» **What is being asked**
Could you output each line below precisely as it stands, without the images?
====== Extracted information
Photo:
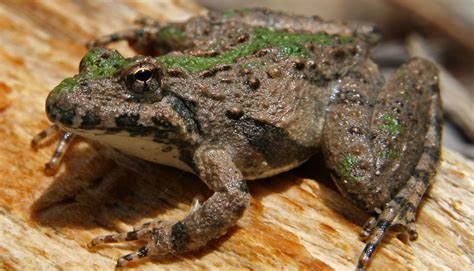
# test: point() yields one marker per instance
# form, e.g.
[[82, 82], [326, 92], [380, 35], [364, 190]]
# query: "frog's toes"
[[368, 227], [139, 254]]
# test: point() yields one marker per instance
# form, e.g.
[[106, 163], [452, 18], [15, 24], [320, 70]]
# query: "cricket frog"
[[246, 94]]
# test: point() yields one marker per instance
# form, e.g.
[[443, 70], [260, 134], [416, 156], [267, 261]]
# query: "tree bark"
[[296, 220]]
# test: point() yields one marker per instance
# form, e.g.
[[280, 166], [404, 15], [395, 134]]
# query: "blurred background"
[[440, 30]]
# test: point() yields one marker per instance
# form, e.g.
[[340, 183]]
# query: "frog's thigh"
[[389, 160], [374, 140]]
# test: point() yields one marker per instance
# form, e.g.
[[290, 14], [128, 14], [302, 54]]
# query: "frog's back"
[[261, 83]]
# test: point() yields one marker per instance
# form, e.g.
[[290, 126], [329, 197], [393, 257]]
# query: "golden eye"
[[143, 75]]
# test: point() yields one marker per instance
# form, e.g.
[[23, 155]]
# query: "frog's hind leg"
[[383, 146], [401, 210]]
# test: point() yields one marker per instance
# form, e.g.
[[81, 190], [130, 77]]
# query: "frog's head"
[[115, 100]]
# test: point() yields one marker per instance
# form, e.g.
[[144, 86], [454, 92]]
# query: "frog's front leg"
[[205, 222], [61, 147], [383, 146]]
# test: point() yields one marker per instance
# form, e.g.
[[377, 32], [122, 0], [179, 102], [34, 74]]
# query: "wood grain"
[[296, 220]]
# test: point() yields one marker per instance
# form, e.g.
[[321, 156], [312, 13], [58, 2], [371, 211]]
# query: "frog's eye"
[[143, 78], [143, 74]]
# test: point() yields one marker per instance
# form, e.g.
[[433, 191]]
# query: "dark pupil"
[[143, 75]]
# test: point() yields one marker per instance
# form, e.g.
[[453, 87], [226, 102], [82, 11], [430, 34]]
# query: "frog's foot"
[[61, 147]]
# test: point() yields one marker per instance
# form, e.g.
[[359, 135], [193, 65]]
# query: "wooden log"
[[296, 220]]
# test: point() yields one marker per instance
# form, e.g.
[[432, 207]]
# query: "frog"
[[240, 95]]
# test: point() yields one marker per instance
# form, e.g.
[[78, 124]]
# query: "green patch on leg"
[[391, 124], [347, 164]]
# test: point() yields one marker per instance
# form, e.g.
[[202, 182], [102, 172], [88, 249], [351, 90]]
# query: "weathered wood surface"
[[296, 220]]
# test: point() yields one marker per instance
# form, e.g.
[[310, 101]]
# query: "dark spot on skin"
[[227, 80], [176, 73], [234, 112], [128, 257], [127, 120], [90, 120], [349, 96], [338, 53], [238, 209], [421, 175], [186, 111], [131, 236], [432, 151], [355, 130], [142, 252], [208, 73], [244, 187], [243, 38], [67, 117], [114, 37], [263, 137], [262, 52], [298, 64], [274, 72], [311, 64], [167, 149], [179, 237], [253, 82], [110, 239], [245, 71]]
============
» **Response to this exercise**
Photo:
# test: point() yields one marker per instance
# form, e.g.
[[82, 82], [326, 92], [380, 35], [364, 190]]
# query: "frog's toes"
[[368, 227], [139, 254]]
# test: point() yields one marker per instance
# form, e.g.
[[106, 163], [452, 18], [15, 24], [320, 70]]
# query: "cricket frog"
[[246, 94]]
# test: point() yields one marker per instance
# form, e.g.
[[443, 70], [260, 134], [416, 156], [267, 261]]
# query: "tree bark"
[[296, 220]]
# test: point() yields one marker per instance
# form, e.g.
[[280, 166], [404, 15], [395, 134]]
# query: "blurred background"
[[440, 30]]
# test: point() yields one marker per instance
# form, e.g.
[[340, 183]]
# query: "frog's thigh"
[[389, 160], [374, 140]]
# test: point() yields one marker per instance
# form, e.g.
[[290, 14], [128, 14], [302, 54]]
# query: "frog's back"
[[261, 83]]
# test: point() yields one marker per instance
# form, e.g.
[[290, 126], [329, 197], [393, 257]]
# query: "golden eye"
[[143, 75]]
# test: point() yields one marker per instance
# form, e.g.
[[23, 155]]
# query: "frog's hind leg"
[[383, 146], [401, 210]]
# test: point() yields one marker per instance
# form, e.g.
[[81, 190], [130, 77]]
# query: "frog's head"
[[115, 100]]
# test: point() yields one marker per instance
# form, e.g.
[[144, 86], [454, 92]]
# query: "frog's front leg"
[[205, 222], [61, 147], [383, 146]]
# test: point() yields one marker per instance
# form, e.g.
[[377, 32], [122, 0], [179, 102], [34, 74]]
# query: "wood grain"
[[296, 220]]
# test: point() yields one marker per instance
# form, e.g.
[[321, 156], [312, 13], [58, 2], [371, 211]]
# query: "frog's eye"
[[143, 78], [143, 74]]
# test: point() yields one marker per instance
# form, e.g.
[[433, 191]]
# query: "dark pupil"
[[143, 75]]
# test: point() yields one marker per instance
# form, e.g.
[[453, 87], [226, 102], [82, 11], [430, 34]]
# query: "frog's foot"
[[61, 147]]
# test: point() yields one marker per instance
# form, e.g.
[[359, 135], [193, 65]]
# query: "wooden log"
[[296, 220]]
# test: point() yields one marker per instance
# form, e.g.
[[432, 207]]
# query: "frog"
[[240, 95]]
# test: point() yields one marker per instance
# form, e.g.
[[78, 124]]
# query: "green patch on leg"
[[391, 124], [347, 164]]
# test: point() yields one marker per instance
# form, e.g.
[[202, 182], [102, 172], [88, 249], [351, 90]]
# query: "weathered wood surface"
[[296, 220]]
# test: point() yields one marker per instance
# form, e.g.
[[310, 101]]
# query: "dark spot on skin"
[[227, 80], [176, 73], [234, 112], [128, 257], [127, 120], [90, 120], [349, 96], [338, 53], [238, 209], [421, 175], [186, 111], [131, 236], [432, 151], [355, 130], [142, 252], [208, 73], [244, 187], [243, 38], [67, 117], [114, 37], [263, 137], [262, 52], [298, 64], [274, 72], [311, 64], [167, 149], [179, 237], [253, 82], [110, 239], [245, 71]]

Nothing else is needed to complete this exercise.